*** Opening of SELECTED EXTRACT ***
A receptor is a protein molecule that receives messaging signals from outside a cell and passes it into the interior of the cell to initiate a cellular response. Cannabinoid receptors are in the family of G-protein coupled receptors.
Cannabinoid receptors function as subtle sensing devices, tiny vibrating scanners perpetually primed to pick up biochemical cues that flow through fluids surrounding each cell.
Think of the receptor as a gate sitting on the surface of the cell. It is a locked pathway from outside the cell to inside. A specific key will open it so a bio chemical message or some other stimulate can be sent to the interior of the cell. This initiates the cell into some type of action.
The concept of receptors traces itself back to the early 1900’s. The G-protein coupled receptor family represents the largest and most versatile group of cell surface receptors. Drugs active at these receptors have therapeutic actions across a wide range of human diseases.
We still do not understand everything about how they work. It was not until around the 1980 that the mechanism of how they functioned was understood. Since 1992 eight Nobel Prizes have been awarded about work with these receptors. Approximately 1/3 to 1/2 of all pharmaceutical drugs available, and two largest selling drugs world wide, all work through affecting G receptors.
The Cannabinoid receptors are in the shape of a helix. Imagine it as a corkscrew that opens outside the cell and transports messenger molecules to inside the cell. But it does not go vertically through the cell wall into the interior. Rather imagine looking at the lacing on a football. They weave in and out 6 times before opening up to the inside.
As a side, why in a helix form? And why so long a pathway for getting into the cell, the longest possible distance following the curving form of the helix? There are answers, though not in the science yet, but in the more imaginative realm of observing and listening to Nature.
*** Close of SELECTED EXTRACT ***
-- PROMPT A --
According to the passage on cannabinoid receptors, how many Nobel Prizes have been awarded since 1992 for work on these receptors?
-- PROMPT B --
Transcribe the passage on cannabinoid receptors between "The concept of" and "of human diseases.", inclusive.
-- PROMPT C --
Extend the passage on cannabinoid receptors with the part that would come next after its final sentence.
The entries that come after this passage have no connection to it.
*** Opening of INFORMATION SHOWN ***
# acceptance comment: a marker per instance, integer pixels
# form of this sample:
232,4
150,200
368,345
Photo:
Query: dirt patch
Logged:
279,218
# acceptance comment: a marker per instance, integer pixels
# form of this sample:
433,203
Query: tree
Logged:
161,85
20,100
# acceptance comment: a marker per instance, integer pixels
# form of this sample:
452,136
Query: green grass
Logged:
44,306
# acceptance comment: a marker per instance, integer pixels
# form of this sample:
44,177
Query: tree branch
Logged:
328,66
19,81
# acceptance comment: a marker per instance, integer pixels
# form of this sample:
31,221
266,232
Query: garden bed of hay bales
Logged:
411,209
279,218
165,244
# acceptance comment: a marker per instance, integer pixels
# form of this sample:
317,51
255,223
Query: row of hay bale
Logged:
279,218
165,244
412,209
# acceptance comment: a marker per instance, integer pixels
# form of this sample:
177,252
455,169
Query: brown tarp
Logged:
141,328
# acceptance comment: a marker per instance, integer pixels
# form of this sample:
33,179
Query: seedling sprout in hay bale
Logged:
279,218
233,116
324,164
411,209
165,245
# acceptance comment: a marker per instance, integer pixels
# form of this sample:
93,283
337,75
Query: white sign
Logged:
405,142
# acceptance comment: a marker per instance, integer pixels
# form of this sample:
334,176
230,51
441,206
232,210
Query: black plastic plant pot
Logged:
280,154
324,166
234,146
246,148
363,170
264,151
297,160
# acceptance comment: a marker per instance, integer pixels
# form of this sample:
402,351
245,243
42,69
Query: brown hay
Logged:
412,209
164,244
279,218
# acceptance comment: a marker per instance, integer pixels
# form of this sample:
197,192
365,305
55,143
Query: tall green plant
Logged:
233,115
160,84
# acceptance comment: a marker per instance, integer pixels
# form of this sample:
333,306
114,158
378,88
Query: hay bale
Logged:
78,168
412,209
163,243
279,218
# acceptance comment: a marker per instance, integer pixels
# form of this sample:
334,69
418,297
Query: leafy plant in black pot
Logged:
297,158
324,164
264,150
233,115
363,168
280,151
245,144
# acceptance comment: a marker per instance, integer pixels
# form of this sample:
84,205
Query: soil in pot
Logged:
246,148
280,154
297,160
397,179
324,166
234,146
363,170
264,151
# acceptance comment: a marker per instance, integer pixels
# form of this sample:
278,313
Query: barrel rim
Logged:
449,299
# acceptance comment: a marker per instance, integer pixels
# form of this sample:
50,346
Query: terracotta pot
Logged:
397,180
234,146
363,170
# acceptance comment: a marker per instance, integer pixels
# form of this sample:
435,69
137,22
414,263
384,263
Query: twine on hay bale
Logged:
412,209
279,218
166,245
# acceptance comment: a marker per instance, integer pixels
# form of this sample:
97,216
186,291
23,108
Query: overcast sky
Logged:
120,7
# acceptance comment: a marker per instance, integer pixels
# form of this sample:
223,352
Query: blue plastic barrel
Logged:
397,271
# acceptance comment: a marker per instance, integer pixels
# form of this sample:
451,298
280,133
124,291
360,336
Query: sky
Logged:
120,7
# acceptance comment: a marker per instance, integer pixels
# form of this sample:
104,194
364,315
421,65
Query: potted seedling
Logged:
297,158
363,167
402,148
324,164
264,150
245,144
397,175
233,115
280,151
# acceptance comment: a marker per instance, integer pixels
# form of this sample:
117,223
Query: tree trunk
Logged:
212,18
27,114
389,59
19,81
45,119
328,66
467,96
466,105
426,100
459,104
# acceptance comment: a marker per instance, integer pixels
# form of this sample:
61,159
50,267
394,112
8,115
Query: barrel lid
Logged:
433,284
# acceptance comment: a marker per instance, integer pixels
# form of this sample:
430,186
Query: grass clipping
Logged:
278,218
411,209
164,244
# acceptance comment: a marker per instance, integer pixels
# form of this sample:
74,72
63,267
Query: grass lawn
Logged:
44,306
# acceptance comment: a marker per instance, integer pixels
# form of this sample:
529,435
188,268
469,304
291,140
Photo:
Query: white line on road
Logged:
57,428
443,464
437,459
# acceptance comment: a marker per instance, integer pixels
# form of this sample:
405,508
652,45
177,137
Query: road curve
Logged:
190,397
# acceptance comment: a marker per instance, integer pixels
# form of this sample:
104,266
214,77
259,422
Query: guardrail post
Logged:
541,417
*** Close of INFORMATION SHOWN ***
-- FINAL ANSWER A --
Eight Nobel Prizes have been awarded since 1992.

-- FINAL ANSWER B --
The concept of receptors traces itself back to the early 1900’s. The G-protein coupled receptor family represents the largest and most versatile group of cell surface receptors. Drugs active at these receptors have therapeutic actions across a wide range of human diseases.

-- FINAL ANSWER C --
When looking at a topological map of a river we always see the meandering pathway the river follows. Each unique, but always the same overall pattern. The same pattern we see when every water is flowing. What we are seeing is a two dimensional slice of a three dimensional helix form. Water always moves in this manner. It renews and enlivens itself in this sensitive chaos. Take the rhythm out, straighten the river, and it dies. Our receptors have taken the form most loved by Nature. The helix forms gives the greatest strength and allows the most encoding of information in the shortest length. Because of its circular path. This is why DNA is in this shape and the shape is continually repeated in our bodies. Following how the river flows. Following Nature’s wisdom.
Imagine the CB receptors as mountain creeks. Taking these little packets of information on the longest possible circular distance on their journey from outside the cell depositing them inside. Enlivening, charging the message with each turn of the helix and having more time to gain access to the most information.
What other “listening” part of our body is in this curved return on itself shape? The Cochlea in the ear. Though here it is more a vortex than a helix, both giving the most surface area to receive information in the least space. Both avenues of communication within the body. It only makes sense.